(Directions for this task) Write out, as an exact transcription, the line that has "Mark every instance of wheel" and each line after it through the end of the data below.

(Extracted data entries)
——

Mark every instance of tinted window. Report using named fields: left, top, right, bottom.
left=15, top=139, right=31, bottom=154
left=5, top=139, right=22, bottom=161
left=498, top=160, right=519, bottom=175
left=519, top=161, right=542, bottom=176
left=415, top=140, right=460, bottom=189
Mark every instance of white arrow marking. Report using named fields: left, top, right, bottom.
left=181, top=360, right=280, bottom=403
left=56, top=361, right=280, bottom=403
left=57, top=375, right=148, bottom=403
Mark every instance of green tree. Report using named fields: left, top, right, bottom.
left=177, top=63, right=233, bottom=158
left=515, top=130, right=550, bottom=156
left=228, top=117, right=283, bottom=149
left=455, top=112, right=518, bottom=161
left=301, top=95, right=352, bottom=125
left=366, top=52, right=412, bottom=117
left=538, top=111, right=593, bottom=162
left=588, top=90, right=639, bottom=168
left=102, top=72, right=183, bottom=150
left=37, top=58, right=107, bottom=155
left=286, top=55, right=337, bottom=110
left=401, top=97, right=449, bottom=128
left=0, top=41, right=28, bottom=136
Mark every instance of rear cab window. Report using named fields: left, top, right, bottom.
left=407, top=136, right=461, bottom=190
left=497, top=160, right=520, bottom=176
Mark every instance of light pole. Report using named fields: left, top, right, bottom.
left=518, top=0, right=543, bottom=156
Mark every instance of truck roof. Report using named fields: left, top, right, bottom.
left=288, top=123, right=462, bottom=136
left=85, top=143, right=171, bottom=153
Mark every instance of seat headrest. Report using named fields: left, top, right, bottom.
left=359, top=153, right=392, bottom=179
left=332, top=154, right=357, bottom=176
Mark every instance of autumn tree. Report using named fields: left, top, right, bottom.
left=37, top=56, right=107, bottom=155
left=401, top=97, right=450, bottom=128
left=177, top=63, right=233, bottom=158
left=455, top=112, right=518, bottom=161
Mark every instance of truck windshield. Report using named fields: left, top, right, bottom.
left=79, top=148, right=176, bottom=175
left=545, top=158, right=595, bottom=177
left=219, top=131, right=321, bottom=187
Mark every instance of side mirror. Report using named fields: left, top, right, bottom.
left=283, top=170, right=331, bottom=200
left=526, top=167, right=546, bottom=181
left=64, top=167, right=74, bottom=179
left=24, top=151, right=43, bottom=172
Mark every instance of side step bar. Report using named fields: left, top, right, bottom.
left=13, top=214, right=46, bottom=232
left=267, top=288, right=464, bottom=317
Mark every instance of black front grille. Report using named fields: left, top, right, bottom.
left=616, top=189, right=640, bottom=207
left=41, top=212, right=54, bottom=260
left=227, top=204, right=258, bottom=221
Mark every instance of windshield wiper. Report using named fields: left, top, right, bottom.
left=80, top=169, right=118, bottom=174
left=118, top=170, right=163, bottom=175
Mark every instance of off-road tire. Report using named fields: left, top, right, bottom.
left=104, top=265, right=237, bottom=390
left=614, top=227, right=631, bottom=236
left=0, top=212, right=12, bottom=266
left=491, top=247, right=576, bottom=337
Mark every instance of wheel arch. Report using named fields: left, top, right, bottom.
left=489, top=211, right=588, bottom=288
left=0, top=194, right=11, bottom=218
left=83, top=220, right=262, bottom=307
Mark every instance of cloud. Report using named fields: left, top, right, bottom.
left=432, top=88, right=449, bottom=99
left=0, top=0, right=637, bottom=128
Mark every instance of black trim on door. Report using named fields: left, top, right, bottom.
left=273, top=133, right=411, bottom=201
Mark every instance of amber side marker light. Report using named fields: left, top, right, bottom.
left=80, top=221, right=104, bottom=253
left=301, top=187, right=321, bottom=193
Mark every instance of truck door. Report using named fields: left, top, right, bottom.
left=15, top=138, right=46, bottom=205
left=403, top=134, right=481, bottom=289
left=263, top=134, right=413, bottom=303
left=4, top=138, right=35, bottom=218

——

(Solution for this task)
Mark every instance of wheel arch. Report using named fields: left, top, right, bottom.
left=489, top=211, right=588, bottom=288
left=0, top=194, right=11, bottom=218
left=83, top=220, right=262, bottom=307
Mark every instance of cloud. Report using named fields: left, top, right, bottom.
left=432, top=88, right=449, bottom=99
left=0, top=0, right=637, bottom=128
Mark every instance of black trim on door. Report using named fields: left, top, right, bottom.
left=273, top=133, right=411, bottom=201
Mark every instance of amber side marker light. Report using named fields: left, top, right, bottom.
left=80, top=221, right=104, bottom=253
left=301, top=187, right=321, bottom=193
Mark every instance of truck door. Report using named fields: left, top, right, bottom.
left=15, top=138, right=46, bottom=205
left=403, top=134, right=481, bottom=289
left=263, top=134, right=413, bottom=303
left=4, top=138, right=35, bottom=218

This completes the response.